- **SET EXERCISE**: Put each line of the material below into a JSON list of strings, one string per line. Skip blank lines and leave the pictures out.

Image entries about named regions
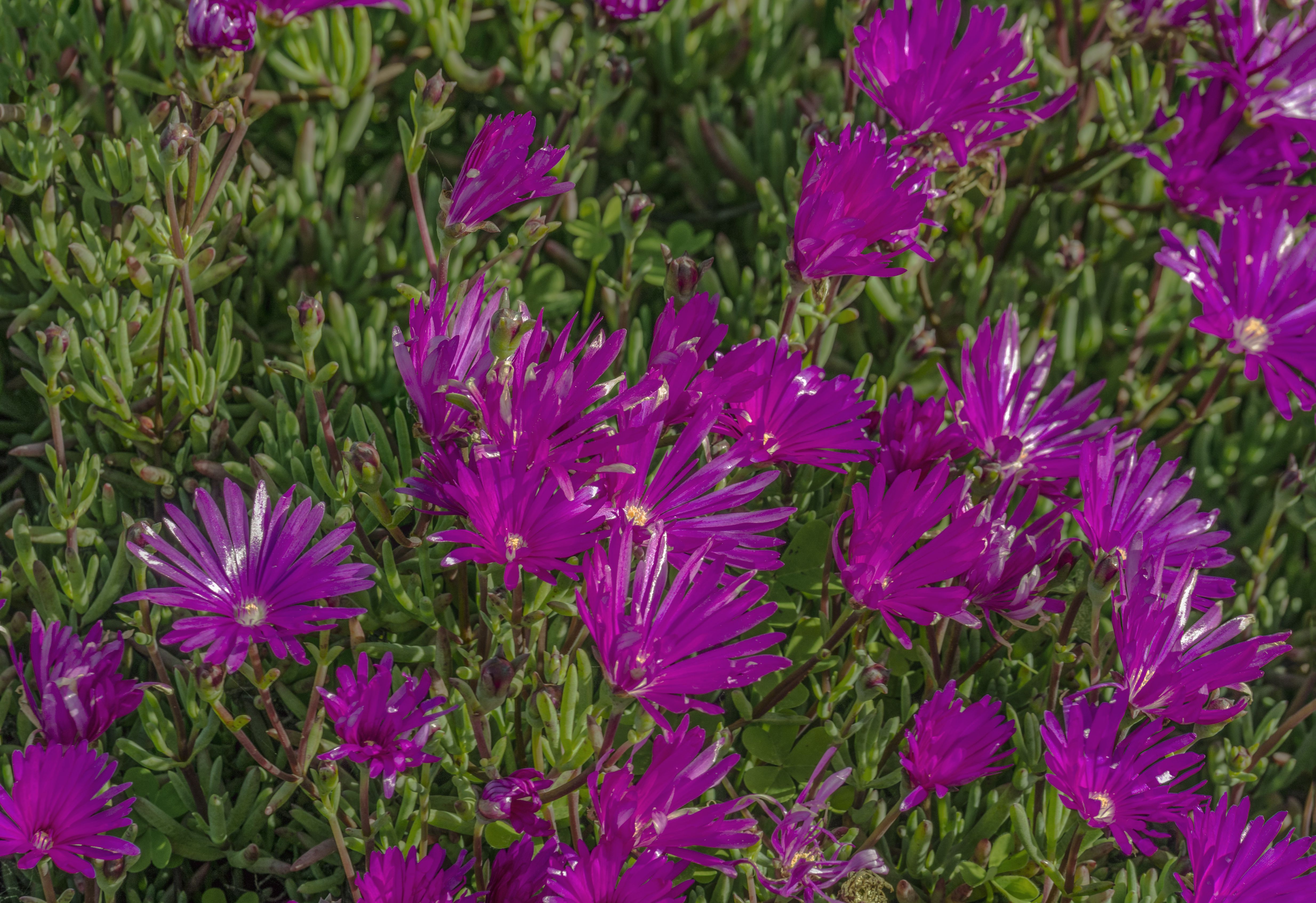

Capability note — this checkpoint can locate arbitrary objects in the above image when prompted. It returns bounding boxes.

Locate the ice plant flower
[320,652,447,798]
[832,463,991,649]
[1129,79,1316,217]
[697,338,874,473]
[1157,195,1316,420]
[793,122,936,279]
[357,844,471,903]
[120,479,375,670]
[545,840,695,903]
[870,386,973,475]
[850,0,1075,166]
[592,716,758,869]
[16,612,142,746]
[961,482,1073,638]
[758,746,887,903]
[1175,794,1316,903]
[1042,690,1207,856]
[475,769,553,837]
[600,399,793,570]
[429,455,603,587]
[900,680,1015,812]
[938,307,1117,491]
[1074,430,1233,608]
[0,741,141,879]
[1115,557,1291,724]
[576,523,791,716]
[187,0,257,51]
[445,113,575,240]
[484,837,567,903]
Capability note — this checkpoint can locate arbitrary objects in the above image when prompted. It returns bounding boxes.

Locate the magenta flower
[1042,690,1207,856]
[900,680,1015,812]
[600,400,793,570]
[187,0,257,51]
[850,0,1075,166]
[592,716,758,869]
[484,837,568,903]
[596,0,667,21]
[320,653,451,798]
[120,479,375,670]
[445,113,575,238]
[961,482,1074,638]
[545,840,695,903]
[1157,195,1316,420]
[793,122,936,279]
[1129,79,1313,216]
[696,338,874,473]
[758,746,887,903]
[576,523,791,719]
[1175,795,1316,903]
[475,769,553,837]
[938,307,1117,491]
[1074,430,1233,608]
[870,386,973,475]
[0,740,141,878]
[832,463,991,649]
[429,455,603,587]
[357,844,471,903]
[1115,553,1291,724]
[22,612,142,746]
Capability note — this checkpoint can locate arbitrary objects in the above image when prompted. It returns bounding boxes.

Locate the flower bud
[343,442,383,492]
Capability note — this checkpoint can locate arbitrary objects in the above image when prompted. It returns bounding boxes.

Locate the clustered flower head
[121,479,374,670]
[793,122,936,279]
[850,0,1075,166]
[320,653,446,798]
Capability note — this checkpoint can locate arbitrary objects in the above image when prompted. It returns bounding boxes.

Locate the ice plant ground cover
[0,0,1316,903]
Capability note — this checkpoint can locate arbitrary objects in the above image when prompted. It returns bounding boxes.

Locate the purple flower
[1074,430,1233,608]
[596,0,667,21]
[475,769,553,837]
[320,653,447,798]
[22,612,142,746]
[592,716,758,874]
[900,680,1015,811]
[832,463,990,649]
[545,840,695,903]
[120,479,375,670]
[1129,79,1316,216]
[446,113,575,238]
[587,523,791,719]
[758,746,887,903]
[1175,796,1316,903]
[484,837,568,903]
[938,307,1117,491]
[961,482,1074,638]
[187,0,255,50]
[257,0,411,25]
[793,122,936,279]
[357,844,471,903]
[429,455,603,587]
[1157,195,1316,420]
[1115,553,1291,724]
[601,400,793,570]
[697,338,874,473]
[870,386,973,475]
[1042,690,1207,856]
[850,0,1075,166]
[0,740,141,878]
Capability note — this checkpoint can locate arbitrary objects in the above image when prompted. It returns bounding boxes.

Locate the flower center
[233,599,266,627]
[1234,317,1274,354]
[621,502,651,527]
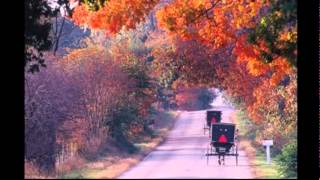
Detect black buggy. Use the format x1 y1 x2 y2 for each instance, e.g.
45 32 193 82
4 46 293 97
203 111 222 134
205 123 239 165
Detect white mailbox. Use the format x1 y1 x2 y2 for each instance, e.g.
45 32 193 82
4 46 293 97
262 140 273 146
262 140 273 164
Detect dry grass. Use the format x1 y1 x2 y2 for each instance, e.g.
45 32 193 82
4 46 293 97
230 109 280 179
60 111 180 179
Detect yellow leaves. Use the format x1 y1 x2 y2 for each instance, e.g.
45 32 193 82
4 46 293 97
247 59 269 76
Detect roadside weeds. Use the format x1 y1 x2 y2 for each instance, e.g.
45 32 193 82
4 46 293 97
59 111 180 179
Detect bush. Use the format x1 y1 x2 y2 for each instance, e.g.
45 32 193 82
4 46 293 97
275 140 297 178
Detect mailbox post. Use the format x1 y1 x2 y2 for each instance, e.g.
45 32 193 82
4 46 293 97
262 140 273 164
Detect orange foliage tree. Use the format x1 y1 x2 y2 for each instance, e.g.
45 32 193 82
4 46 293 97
72 0 158 34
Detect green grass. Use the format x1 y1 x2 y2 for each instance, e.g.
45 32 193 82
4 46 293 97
58 170 84 179
253 151 281 179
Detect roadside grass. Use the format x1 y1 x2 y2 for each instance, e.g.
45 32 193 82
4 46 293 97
58 111 180 179
231 112 282 179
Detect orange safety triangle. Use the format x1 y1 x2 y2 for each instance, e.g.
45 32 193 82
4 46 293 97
218 134 228 143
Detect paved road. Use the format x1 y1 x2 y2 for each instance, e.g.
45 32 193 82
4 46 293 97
118 93 253 179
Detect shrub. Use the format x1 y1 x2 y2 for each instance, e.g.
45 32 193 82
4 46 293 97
275 140 297 178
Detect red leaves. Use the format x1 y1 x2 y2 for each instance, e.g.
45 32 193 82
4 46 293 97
72 0 158 34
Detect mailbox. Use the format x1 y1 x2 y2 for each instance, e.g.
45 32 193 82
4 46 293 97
262 140 273 146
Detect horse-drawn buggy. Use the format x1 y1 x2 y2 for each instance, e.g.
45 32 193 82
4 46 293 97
203 111 222 134
205 109 239 165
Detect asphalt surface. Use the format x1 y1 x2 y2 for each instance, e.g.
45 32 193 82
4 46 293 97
118 93 253 179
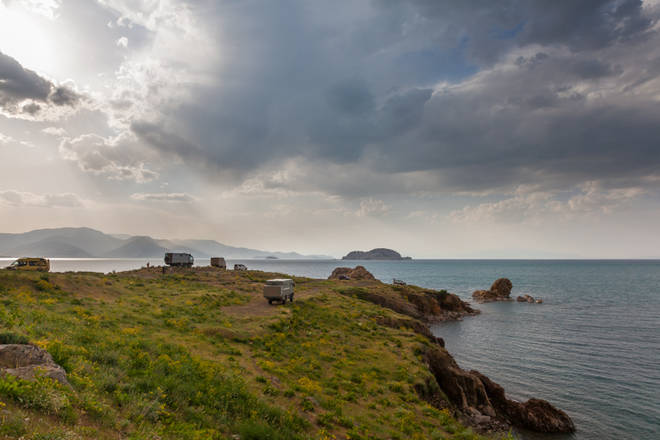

- **RESULT OF THE EXERCISE**:
[
  "Capability note — this checkpoint can locate arbitrary objects in the above image when prompted. It returns bounding boxes.",
  "Locate the ice plant flower",
  "[320,652,447,798]",
  "[832,463,991,649]",
  "[1129,79,1316,217]",
  "[697,338,874,473]",
  "[1157,195,1316,420]",
  "[793,122,936,279]",
  "[357,844,471,903]",
  "[120,479,375,670]",
  "[545,840,695,903]",
  "[870,386,973,475]",
  "[850,0,1075,166]",
  "[592,716,758,869]",
  "[16,612,142,746]",
  "[961,482,1073,638]",
  "[758,746,887,903]",
  "[1175,794,1316,903]",
  "[1042,690,1207,856]",
  "[475,769,553,837]",
  "[600,399,793,570]",
  "[429,455,603,587]",
  "[900,680,1015,812]",
  "[938,307,1117,491]",
  "[1074,430,1233,608]",
  "[0,741,141,879]",
  "[1115,557,1291,724]",
  "[576,523,791,716]",
  "[187,0,257,51]",
  "[445,113,575,240]",
  "[484,837,567,903]",
  "Capability note — this checkpoint can locate arbitrary objects in the above image when prompted. It returns bounding boxes.",
  "Locate the magenta flower",
  "[1042,690,1207,856]",
  "[900,680,1015,812]",
  "[600,400,793,570]",
  "[187,0,257,51]",
  "[850,0,1075,166]",
  "[592,716,758,869]",
  "[484,837,568,903]",
  "[596,0,667,21]",
  "[320,653,451,798]",
  "[120,479,375,670]",
  "[445,113,575,238]",
  "[961,482,1074,638]",
  "[545,840,695,903]",
  "[1157,195,1316,420]",
  "[793,122,936,279]",
  "[1129,79,1313,216]",
  "[696,338,874,473]",
  "[758,746,887,903]",
  "[576,523,791,719]",
  "[1175,795,1316,903]",
  "[475,769,553,837]",
  "[938,307,1117,491]",
  "[1074,430,1233,608]",
  "[870,386,973,475]",
  "[0,740,141,878]",
  "[832,463,991,649]",
  "[429,455,603,587]",
  "[357,844,471,903]",
  "[1115,553,1291,724]",
  "[22,612,142,746]",
  "Capability note — this checkpoint can locate arbitrary objects in the above image when prompted. It returns bounding boxes.",
  "Locate the flower bud",
  "[343,442,383,492]",
  "Capability note — this checkpoint can locate arbitrary objects in the above image when prompted. It returns bounding boxes.",
  "Locate the clustered flower head",
  "[121,479,374,670]",
  "[793,122,936,279]",
  "[850,0,1075,166]",
  "[320,653,446,798]",
  "Capability note — this checkpoint can locate arbitrary objects in the above image when prompted. It returns bounding boxes.",
  "Locate the ice plant ground cover",
  "[0,0,1316,903]",
  "Capability note — this checkpoint can locate arbitrary objects in the above image when prompted. It returns bounding boxes.",
  "Locate the purple flower",
  "[1074,430,1233,608]",
  "[596,0,667,21]",
  "[475,769,553,837]",
  "[320,653,447,798]",
  "[22,612,142,746]",
  "[592,716,758,874]",
  "[900,680,1015,811]",
  "[832,463,990,649]",
  "[545,840,695,903]",
  "[120,479,375,670]",
  "[1129,79,1316,216]",
  "[446,113,575,238]",
  "[587,523,791,719]",
  "[758,746,887,903]",
  "[1175,796,1316,903]",
  "[484,837,568,903]",
  "[938,307,1117,491]",
  "[961,482,1074,638]",
  "[187,0,255,50]",
  "[257,0,411,25]",
  "[793,122,936,279]",
  "[357,844,471,903]",
  "[429,455,603,587]",
  "[1157,195,1316,420]",
  "[1115,553,1291,724]",
  "[601,400,793,570]",
  "[697,338,874,473]",
  "[870,386,973,475]",
  "[1042,690,1207,856]",
  "[850,0,1075,166]",
  "[0,740,141,878]",
  "Capability note — this checkpoint can locate arbitrary objects in the above image when prompted. It returns bounding boxes.",
  "Locate the flower center",
  "[233,599,266,627]",
  "[1234,317,1274,354]",
  "[621,502,651,527]",
  "Detect black buggy. Use the format x1 y1 x2 y2 for each instance, e.g.",
  "45 32 193 82",
  "4 46 293 97",
  "203 111 222 134",
  "205 123 239 165",
  "Detect white mailbox. Use the format x1 y1 x2 y2 for each instance, e.g.",
  "45 32 193 82",
  "4 46 293 97",
  "262 140 273 146",
  "262 140 273 164",
  "Detect dry grass. Use the format x1 y1 x2 y2 for each instance, e.g.",
  "45 32 193 82",
  "4 46 293 97",
  "230 109 280 179",
  "60 111 180 179",
  "Detect yellow leaves. Use the format x1 y1 x2 y2 for each instance, e.g.",
  "45 32 193 82",
  "4 46 293 97",
  "247 59 269 76",
  "Detect roadside weeds. Use the format x1 y1 x2 y2 for each instance, e.g.",
  "45 32 193 82",
  "4 46 293 97",
  "59 111 180 179",
  "Detect bush. Use the format x1 y1 x2 y2 for each instance, e.g.",
  "45 32 193 82",
  "4 46 293 97",
  "275 140 297 178",
  "Detect mailbox post. Use the format x1 y1 x2 y2 for each instance, e.g.",
  "45 32 193 82",
  "4 46 293 97",
  "262 140 273 164",
  "Detect orange foliage tree. Use the format x1 y1 x2 y2 for each instance, e.g.",
  "45 32 193 82",
  "4 46 293 97",
  "72 0 158 34",
  "Detect green grass. Use the format x1 y1 x2 y2 for each instance, e.g.",
  "45 32 193 82",
  "4 46 293 97",
  "58 170 84 179",
  "253 151 281 179",
  "Detect roadside grass. Use the format x1 y1 x2 y2 for each instance, e.g.",
  "45 32 193 82",
  "4 46 293 97",
  "58 111 180 179",
  "231 112 282 179",
  "Detect orange safety triangle. Use the format x1 y1 x2 y2 for each instance, e.g.",
  "45 32 193 82",
  "4 46 293 97",
  "218 134 228 143",
  "Detect paved road. Use the format x1 y1 x2 y2 for each instance, e.g.",
  "45 32 193 82",
  "4 46 293 97",
  "118 93 253 179",
  "Detect shrub. Use the format x1 y1 x2 y2 for each instance, e.g.",
  "45 32 193 82",
  "4 46 293 97",
  "275 140 297 178",
  "Detect red leaves. Use the format x1 y1 x2 y2 for each instance, e.g.",
  "45 32 193 82",
  "4 46 293 97",
  "72 0 158 34",
  "Detect mailbox. Use the format x1 y1 x2 y2 for each instance, e.g.",
  "45 32 193 82",
  "4 46 293 97",
  "262 140 273 146",
  "Detect horse-drawn buggy. Use the format x1 y1 x2 y2 for each instance, e.g.",
  "45 32 193 82",
  "4 46 293 97",
  "203 111 222 134",
  "205 109 239 165",
  "Detect asphalt surface. Use the format x1 y1 x2 y2 for each instance, e.g.",
  "45 32 193 82",
  "4 46 293 97",
  "118 93 253 179"
]